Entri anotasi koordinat
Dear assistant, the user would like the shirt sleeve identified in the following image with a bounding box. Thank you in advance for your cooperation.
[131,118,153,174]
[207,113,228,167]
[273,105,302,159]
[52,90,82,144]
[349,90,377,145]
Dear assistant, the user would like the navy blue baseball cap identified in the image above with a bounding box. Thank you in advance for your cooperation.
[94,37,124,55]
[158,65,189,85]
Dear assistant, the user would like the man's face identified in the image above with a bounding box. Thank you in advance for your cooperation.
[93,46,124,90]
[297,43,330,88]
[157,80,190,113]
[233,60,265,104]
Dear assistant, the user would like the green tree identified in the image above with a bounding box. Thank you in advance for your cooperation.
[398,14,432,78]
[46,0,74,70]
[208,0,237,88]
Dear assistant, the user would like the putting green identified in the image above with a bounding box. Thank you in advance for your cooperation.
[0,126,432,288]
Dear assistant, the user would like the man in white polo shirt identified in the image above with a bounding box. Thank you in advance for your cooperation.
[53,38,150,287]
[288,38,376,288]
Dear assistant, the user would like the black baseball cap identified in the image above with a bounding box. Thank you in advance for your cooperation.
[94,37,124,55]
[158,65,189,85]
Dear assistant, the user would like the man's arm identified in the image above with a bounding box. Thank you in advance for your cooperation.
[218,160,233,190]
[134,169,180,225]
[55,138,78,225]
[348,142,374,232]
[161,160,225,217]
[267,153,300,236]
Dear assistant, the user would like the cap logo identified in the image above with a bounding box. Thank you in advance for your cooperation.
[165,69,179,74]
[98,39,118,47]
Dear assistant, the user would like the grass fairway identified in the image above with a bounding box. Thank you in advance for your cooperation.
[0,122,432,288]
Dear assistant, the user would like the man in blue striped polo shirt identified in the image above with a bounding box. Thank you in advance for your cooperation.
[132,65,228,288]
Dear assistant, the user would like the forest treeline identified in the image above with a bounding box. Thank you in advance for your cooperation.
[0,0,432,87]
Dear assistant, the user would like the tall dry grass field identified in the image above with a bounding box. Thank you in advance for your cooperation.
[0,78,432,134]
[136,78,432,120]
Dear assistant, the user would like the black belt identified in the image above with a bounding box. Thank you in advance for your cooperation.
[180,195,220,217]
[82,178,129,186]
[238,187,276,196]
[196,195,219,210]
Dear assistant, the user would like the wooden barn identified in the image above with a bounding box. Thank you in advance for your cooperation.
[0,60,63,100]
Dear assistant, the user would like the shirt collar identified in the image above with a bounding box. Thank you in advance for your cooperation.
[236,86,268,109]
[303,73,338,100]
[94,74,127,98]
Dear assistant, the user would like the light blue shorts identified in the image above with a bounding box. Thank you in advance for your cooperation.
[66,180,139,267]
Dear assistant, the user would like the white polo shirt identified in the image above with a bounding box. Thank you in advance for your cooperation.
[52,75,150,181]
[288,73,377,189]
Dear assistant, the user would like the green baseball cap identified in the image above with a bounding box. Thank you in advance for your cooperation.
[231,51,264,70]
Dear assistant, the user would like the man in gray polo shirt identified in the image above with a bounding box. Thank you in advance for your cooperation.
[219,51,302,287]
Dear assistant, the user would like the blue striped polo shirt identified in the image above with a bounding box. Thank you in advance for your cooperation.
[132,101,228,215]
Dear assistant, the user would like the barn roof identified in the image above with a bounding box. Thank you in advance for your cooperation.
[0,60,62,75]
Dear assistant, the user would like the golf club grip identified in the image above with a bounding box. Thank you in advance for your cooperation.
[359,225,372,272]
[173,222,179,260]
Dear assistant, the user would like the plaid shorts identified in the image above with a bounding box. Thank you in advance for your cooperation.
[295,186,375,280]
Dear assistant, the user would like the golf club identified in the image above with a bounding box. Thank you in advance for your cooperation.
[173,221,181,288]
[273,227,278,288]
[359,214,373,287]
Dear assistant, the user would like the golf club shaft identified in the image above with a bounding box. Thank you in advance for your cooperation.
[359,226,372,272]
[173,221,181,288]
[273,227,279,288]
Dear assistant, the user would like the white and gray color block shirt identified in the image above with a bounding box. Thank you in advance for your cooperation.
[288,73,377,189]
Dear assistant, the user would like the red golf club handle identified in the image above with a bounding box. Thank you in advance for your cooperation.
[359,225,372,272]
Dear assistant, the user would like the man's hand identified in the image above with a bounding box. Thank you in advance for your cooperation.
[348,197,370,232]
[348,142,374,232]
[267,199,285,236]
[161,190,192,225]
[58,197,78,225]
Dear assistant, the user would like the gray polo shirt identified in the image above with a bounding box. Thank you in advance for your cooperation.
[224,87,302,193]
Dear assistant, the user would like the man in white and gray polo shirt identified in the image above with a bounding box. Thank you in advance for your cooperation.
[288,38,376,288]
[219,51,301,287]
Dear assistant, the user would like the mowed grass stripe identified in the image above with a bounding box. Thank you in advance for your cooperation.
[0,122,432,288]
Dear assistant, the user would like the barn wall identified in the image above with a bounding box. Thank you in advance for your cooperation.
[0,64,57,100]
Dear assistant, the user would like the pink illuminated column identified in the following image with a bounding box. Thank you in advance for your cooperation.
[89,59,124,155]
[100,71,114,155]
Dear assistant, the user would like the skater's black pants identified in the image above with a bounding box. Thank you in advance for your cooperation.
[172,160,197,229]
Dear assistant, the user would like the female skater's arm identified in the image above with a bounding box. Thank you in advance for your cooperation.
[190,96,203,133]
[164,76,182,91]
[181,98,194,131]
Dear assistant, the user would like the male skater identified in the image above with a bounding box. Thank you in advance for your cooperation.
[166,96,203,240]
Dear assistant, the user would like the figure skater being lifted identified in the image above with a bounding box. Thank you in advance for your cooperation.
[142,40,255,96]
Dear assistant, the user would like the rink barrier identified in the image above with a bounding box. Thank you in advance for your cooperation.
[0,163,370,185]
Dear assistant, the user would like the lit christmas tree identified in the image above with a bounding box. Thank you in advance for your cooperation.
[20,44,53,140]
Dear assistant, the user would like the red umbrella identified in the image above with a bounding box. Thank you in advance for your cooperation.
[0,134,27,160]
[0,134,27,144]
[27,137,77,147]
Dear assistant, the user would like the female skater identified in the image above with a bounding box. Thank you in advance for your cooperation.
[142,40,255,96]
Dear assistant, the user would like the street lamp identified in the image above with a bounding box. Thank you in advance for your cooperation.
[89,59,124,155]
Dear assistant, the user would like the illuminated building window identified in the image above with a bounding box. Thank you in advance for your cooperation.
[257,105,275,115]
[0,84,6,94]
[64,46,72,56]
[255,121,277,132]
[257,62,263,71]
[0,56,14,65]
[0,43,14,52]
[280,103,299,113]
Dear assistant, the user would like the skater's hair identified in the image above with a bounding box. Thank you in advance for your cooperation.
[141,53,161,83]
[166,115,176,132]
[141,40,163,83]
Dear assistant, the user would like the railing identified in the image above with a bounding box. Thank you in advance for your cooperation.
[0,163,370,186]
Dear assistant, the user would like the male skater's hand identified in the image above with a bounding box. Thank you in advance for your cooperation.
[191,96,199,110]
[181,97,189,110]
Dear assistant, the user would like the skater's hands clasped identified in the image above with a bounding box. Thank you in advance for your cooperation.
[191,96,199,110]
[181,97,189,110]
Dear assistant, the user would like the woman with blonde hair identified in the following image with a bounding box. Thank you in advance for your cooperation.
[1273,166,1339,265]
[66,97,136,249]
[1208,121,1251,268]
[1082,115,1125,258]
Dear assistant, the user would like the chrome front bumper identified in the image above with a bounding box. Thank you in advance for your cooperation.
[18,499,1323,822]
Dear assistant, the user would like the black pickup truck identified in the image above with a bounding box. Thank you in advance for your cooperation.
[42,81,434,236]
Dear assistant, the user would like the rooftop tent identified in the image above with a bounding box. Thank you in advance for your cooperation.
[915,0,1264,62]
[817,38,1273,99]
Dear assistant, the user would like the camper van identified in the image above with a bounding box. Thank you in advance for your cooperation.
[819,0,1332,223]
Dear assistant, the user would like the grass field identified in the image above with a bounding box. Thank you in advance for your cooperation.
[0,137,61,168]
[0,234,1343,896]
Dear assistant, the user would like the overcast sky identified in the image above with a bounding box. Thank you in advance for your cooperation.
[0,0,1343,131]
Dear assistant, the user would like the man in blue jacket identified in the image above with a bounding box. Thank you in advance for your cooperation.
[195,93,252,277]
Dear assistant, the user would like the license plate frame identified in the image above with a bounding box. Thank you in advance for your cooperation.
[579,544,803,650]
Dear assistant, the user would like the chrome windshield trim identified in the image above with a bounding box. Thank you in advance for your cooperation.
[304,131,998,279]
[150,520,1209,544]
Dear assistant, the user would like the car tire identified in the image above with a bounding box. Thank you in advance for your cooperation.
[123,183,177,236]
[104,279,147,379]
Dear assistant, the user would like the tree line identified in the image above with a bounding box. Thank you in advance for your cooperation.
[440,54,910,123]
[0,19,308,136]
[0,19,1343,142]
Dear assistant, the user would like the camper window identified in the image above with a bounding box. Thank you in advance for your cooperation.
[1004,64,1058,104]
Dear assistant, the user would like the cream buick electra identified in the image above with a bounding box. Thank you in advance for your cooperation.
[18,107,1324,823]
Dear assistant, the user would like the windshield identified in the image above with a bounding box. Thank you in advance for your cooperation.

Yang Diharapkan:
Cari setiap baris pada butir-butir di atas yang memuat kata "shorts", lalu salin baris tersebut. Huruf besar dan huruf kecil dibedakan.

Jawaban Tertulis:
Dear assistant, the user would like the light blue shorts identified in the image above with a bounding box. Thank you in advance for your cooperation.
Dear assistant, the user would like the plaid shorts identified in the image above with a bounding box. Thank you in advance for your cooperation.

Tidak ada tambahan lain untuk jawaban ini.